#### EXTRACT:

__________

Therefore, hereby the application of the cost optimal methodology to a reference building (RB) for existing offices customized to the Italian context is presented. The identification of the most suitable energy efficiency measures (EEMs) becomes a key element of national energy policies, in order to guide the possible introduction of specific subsidies or financial tools. Specifically, different EEMs involving the improvement of the building envelope thermal performances and the systems efficiency were considered. Moreover, the utilization of renewable energy sources was taken into account with the installation of a PV system on the building roof. Then, the energy consumptions of the RB and the impact of the improvement measures were assessed with a dynamic simulation software tool. Finally, the costs of the different packages were estimated, according to the European Standard EN 15459:2007, in order to establish which of them has the lowest global cost and, consequently, represents the cost optimal level.
The main purpose of a RB is to represent the typical and average building stock in a certain Member States, since it is impossible to calculate the cost optimal situation for every individual building [2]. Hence, it must be chosen to reflect as accurately as possible the present national building stock so that the methodology can deliver representative calculation results.
The case study hereby analyzed is a theoretical Reference Building that is a fictional building composed of disaggregated statistical data related to the main building features gathered together to create a typical Italian office building [3]. It is the results of a national survey carried out by ENEA (Italian National Agency for New Technologies Energy and Sustainable Economic Expansion) and finalized to a quantitative and qualitative analysis of the Italian office building stock [4]. The RB is representative of office buildings located in the North of Italy and built since 1970 until today.

__________

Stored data
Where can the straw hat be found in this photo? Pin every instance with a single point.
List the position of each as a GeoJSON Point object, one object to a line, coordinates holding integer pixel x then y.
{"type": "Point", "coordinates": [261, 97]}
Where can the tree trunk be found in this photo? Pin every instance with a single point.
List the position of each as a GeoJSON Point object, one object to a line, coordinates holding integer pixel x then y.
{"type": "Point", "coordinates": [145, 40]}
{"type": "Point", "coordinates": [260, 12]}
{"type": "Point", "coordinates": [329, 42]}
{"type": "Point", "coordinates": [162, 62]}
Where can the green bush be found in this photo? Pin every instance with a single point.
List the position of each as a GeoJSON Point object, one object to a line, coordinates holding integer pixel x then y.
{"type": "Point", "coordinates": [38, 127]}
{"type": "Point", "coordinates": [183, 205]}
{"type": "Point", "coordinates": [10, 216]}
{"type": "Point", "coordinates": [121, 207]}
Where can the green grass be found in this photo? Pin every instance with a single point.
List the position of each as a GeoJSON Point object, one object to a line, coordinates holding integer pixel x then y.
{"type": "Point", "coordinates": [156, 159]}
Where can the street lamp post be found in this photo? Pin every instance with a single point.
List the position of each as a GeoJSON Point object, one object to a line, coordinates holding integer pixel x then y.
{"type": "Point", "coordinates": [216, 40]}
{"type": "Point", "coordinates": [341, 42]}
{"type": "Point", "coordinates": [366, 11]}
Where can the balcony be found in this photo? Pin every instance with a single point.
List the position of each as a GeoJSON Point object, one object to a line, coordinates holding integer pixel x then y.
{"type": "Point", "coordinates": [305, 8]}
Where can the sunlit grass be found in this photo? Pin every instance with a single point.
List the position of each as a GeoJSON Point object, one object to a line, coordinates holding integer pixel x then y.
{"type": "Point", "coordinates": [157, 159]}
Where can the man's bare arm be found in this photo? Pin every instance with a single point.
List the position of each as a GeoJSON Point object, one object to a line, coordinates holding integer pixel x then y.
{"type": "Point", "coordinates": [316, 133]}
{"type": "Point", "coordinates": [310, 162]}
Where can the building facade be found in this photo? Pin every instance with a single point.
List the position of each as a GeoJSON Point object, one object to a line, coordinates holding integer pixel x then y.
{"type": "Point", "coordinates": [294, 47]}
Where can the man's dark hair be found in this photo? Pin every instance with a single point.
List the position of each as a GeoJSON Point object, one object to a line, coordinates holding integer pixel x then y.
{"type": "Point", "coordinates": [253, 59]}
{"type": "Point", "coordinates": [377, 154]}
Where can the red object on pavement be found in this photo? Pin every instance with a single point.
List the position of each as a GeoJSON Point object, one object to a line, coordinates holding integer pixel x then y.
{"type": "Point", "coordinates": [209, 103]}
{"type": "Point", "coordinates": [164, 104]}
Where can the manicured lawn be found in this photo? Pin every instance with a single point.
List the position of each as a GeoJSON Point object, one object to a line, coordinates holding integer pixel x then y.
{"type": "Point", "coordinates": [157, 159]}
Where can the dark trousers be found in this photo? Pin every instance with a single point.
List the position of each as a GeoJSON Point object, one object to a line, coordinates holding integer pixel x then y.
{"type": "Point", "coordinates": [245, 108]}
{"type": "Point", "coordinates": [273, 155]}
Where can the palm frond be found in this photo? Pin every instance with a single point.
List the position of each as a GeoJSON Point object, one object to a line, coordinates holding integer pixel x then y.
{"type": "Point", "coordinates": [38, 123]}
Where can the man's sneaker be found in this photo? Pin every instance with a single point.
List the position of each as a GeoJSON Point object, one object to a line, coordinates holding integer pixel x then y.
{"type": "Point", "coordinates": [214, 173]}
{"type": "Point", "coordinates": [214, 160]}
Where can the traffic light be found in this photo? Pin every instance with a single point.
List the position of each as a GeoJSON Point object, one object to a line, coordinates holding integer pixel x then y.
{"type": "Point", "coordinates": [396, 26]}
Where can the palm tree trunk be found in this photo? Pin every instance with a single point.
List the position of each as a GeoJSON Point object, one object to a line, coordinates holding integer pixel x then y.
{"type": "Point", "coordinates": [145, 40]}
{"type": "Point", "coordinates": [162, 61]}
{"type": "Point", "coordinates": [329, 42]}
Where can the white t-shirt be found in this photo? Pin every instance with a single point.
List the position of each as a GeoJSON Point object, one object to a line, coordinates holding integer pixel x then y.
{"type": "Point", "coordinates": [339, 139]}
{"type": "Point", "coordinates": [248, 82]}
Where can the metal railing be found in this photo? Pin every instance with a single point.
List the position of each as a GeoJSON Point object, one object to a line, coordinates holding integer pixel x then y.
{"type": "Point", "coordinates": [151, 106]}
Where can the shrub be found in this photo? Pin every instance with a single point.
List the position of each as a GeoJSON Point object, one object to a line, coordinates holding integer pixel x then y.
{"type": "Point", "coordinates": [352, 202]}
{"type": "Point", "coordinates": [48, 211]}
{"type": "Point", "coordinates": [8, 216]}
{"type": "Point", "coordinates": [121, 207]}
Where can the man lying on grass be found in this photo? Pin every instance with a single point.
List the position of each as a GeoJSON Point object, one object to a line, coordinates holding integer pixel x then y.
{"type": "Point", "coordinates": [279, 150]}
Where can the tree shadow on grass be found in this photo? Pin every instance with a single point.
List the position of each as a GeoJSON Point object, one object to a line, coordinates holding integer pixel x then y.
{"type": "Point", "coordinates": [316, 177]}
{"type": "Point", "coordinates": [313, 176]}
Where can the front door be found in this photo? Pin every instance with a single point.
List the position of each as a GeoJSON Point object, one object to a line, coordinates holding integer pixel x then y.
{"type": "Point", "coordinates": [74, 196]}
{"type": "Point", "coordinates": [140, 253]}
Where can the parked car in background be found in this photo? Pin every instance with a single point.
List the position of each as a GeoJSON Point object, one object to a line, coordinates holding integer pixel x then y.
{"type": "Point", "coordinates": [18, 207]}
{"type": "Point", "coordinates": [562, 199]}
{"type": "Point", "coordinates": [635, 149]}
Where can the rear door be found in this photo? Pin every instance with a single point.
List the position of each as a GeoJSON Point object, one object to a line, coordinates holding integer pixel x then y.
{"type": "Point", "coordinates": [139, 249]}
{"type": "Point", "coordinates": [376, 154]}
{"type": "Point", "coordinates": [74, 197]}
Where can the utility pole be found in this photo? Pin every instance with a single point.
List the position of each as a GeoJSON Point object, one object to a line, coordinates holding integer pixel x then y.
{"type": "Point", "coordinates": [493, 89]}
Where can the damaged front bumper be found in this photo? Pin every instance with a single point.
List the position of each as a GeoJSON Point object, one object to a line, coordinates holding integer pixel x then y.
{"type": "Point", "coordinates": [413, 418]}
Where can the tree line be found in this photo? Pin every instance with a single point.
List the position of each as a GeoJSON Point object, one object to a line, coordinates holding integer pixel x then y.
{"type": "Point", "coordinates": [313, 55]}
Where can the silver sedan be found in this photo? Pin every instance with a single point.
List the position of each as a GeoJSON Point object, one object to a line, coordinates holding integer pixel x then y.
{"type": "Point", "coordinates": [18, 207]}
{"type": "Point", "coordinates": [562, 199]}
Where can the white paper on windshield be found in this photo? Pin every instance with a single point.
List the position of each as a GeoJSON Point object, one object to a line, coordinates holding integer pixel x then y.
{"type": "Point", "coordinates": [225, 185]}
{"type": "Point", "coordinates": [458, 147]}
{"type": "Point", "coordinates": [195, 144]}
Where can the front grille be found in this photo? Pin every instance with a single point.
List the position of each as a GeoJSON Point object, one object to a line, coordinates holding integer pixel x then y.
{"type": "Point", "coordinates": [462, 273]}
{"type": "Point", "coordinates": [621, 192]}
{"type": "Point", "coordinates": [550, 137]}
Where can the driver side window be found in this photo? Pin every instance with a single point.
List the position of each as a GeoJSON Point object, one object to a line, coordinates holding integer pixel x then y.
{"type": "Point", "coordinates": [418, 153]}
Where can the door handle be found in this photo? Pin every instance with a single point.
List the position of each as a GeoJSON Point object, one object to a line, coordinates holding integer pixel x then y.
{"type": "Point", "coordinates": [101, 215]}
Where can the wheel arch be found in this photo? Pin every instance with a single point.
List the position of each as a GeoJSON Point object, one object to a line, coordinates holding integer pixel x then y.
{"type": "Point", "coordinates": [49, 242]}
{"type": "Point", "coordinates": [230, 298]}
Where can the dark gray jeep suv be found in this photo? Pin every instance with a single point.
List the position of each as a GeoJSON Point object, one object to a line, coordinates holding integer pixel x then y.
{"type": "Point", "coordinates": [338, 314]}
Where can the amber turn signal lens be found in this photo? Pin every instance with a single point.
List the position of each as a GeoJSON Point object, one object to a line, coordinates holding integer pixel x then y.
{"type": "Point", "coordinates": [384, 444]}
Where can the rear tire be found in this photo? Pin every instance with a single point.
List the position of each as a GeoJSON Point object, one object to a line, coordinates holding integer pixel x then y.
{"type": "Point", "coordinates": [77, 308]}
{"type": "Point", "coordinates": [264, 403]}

__________

#### WHAT YOU SHOULD DO:
Please reproduce the reference-building passage word for word, starting at the words "The case study" and ending after "1970 until today.". The records stand apart from the reference-building passage.

#### WRITTEN ANSWER:
The case study hereby analyzed is a theoretical Reference Building that is a fictional building composed of disaggregated statistical data related to the main building features gathered together to create a typical Italian office building [3]. It is the results of a national survey carried out by ENEA (Italian National Agency for New Technologies Energy and Sustainable Economic Expansion) and finalized to a quantitative and qualitative analysis of the Italian office building stock [4]. The RB is representative of office buildings located in the North of Italy and built since 1970 until today.